**What needs to be done**
This exercise requires an exact copy of each line from the one containing "man in black" down to the last line below.
== Listed records ==
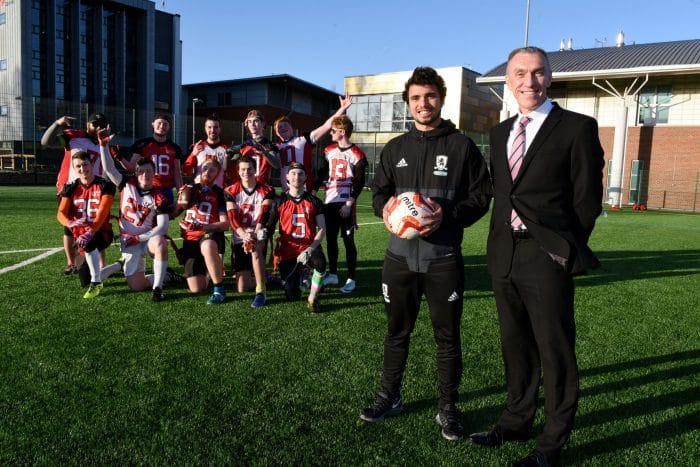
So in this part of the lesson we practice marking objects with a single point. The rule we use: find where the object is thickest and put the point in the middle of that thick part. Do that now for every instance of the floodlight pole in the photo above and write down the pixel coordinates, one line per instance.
(195, 101)
(527, 21)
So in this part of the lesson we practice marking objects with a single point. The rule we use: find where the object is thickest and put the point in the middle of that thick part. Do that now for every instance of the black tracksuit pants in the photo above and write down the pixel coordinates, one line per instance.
(443, 287)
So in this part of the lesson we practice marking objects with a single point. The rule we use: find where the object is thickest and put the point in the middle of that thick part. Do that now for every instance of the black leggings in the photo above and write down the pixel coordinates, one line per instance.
(346, 226)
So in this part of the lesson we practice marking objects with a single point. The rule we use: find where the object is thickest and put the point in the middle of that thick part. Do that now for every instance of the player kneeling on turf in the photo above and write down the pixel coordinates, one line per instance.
(302, 228)
(143, 221)
(84, 209)
(202, 231)
(248, 204)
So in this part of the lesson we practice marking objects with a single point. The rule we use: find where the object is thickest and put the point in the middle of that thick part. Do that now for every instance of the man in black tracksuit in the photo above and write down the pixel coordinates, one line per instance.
(447, 167)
===
**Exercise response**
So in this part of the lesson we practice marking objects with a single point. The rule we use: find where the object is thickest and put the point in the middle of that thick part. Do that now for every instance of the man in black tracksuit in the photo above and write down the pixel coordinates, one line per instance.
(447, 167)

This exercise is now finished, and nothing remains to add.